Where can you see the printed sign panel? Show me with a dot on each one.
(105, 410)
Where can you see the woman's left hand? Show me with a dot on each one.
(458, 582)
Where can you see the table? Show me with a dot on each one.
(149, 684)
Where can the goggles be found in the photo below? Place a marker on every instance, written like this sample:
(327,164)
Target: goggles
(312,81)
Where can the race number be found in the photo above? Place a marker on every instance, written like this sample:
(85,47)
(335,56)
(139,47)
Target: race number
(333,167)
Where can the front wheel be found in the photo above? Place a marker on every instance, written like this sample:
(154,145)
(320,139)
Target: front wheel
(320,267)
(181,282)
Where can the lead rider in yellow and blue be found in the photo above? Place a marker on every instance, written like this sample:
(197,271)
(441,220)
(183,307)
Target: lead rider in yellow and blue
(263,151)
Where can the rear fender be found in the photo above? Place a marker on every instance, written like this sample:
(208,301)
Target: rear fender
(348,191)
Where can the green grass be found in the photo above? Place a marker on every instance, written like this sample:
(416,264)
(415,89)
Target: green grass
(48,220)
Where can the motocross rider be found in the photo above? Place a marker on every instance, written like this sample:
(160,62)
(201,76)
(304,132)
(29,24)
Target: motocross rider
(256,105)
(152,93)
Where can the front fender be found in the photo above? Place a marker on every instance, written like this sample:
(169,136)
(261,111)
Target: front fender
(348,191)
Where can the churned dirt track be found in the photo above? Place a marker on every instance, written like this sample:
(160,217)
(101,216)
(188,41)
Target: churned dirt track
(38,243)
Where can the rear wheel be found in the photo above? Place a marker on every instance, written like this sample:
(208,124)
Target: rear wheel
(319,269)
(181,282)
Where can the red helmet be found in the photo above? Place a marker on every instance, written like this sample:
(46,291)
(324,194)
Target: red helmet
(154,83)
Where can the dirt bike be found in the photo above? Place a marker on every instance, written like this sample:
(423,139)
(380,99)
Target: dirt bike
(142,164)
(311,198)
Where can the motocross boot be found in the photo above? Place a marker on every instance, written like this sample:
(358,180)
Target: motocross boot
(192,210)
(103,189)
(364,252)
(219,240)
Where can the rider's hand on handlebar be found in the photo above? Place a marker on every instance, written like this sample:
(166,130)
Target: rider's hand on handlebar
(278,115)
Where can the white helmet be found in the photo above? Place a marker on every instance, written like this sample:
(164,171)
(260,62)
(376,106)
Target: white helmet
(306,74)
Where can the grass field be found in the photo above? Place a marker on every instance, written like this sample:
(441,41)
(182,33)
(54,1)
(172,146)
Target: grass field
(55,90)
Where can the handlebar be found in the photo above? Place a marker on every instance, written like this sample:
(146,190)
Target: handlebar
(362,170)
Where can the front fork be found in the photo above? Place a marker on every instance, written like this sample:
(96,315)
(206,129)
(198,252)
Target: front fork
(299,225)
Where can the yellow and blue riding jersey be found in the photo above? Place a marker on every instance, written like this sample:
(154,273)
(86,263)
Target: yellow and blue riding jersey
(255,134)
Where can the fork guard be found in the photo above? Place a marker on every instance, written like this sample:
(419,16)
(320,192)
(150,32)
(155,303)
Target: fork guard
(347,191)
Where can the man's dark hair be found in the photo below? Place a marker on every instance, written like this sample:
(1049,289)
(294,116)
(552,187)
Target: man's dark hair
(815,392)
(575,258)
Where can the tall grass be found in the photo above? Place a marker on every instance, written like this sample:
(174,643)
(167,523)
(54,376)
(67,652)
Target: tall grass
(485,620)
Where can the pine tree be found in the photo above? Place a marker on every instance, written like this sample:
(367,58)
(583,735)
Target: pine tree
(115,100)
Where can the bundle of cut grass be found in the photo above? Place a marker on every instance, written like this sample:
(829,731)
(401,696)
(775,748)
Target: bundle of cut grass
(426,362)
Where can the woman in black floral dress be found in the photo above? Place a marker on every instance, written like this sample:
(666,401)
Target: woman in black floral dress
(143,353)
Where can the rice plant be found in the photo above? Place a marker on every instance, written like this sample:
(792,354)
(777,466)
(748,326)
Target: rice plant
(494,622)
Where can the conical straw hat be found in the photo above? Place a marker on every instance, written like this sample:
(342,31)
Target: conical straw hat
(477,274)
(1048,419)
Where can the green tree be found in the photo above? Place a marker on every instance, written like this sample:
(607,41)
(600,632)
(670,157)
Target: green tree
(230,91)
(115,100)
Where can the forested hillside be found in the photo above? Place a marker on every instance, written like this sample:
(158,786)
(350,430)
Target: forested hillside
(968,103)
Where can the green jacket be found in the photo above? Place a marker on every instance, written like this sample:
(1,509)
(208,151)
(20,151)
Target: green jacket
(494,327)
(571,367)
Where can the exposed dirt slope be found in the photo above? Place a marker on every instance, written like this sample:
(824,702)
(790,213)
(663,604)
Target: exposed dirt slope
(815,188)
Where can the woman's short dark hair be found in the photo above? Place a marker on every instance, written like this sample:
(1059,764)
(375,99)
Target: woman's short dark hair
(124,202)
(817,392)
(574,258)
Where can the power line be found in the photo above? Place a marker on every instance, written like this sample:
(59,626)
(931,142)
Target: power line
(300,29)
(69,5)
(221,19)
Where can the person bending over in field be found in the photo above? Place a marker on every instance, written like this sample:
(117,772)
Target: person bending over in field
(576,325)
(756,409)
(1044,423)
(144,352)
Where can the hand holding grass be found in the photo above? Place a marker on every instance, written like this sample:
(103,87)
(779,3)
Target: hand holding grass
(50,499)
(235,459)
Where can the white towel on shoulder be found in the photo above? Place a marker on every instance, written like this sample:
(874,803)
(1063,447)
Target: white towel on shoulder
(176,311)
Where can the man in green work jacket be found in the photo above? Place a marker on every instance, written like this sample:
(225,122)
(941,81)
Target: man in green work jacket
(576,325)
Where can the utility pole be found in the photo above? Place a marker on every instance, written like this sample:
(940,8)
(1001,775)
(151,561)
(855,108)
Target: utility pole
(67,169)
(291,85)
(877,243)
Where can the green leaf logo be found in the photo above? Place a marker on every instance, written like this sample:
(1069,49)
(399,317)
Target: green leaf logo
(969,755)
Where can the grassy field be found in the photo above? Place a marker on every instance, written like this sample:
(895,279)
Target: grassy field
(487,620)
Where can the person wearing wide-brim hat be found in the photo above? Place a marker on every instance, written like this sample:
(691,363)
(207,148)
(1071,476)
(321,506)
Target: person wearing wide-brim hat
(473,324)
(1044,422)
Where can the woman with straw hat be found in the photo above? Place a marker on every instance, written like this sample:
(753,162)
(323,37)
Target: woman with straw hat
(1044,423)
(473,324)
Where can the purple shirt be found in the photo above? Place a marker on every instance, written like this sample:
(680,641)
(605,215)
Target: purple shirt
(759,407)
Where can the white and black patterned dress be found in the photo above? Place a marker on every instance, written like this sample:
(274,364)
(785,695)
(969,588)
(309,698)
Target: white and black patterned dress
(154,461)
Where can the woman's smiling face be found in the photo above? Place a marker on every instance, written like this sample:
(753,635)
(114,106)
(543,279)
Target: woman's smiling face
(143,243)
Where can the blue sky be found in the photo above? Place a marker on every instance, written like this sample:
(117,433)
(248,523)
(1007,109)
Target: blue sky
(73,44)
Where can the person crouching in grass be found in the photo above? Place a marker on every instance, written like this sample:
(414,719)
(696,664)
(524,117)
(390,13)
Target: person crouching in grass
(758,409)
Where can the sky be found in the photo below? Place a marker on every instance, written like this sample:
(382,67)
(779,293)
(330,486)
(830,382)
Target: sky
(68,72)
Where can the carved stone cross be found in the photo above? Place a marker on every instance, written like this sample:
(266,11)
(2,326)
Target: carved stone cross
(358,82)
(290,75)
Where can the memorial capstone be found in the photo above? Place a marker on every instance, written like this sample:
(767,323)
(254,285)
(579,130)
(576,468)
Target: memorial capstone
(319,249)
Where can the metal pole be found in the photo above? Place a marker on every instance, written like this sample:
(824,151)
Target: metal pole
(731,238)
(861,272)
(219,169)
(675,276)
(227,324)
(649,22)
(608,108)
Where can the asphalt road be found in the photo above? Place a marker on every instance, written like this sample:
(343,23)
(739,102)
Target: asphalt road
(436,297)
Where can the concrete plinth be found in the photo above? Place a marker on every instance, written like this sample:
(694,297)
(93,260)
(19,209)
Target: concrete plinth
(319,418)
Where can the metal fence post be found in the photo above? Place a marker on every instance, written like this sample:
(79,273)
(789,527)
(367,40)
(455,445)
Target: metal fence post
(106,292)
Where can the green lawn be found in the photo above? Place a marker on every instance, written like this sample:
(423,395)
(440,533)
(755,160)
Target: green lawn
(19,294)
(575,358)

• **WRITTEN REQUEST**
Substitute "mowed lawn" for "green lawn" in the listing above, from the line with "Where can the metal fence" up to and including the end of the listing, and give only those lines with nothing else changed.

• **RESPONSE TO THIS TASK**
Where can the metal fence post be found in the photo above? Place a marker on every instance, written like this sample:
(79,273)
(789,527)
(367,40)
(455,445)
Target: metal fence post
(106,292)
Where can the mowed lawn be found in the photo above? Place a marker on every instance, written like this sample:
(423,395)
(440,533)
(755,160)
Target: mowed lawn
(19,294)
(575,358)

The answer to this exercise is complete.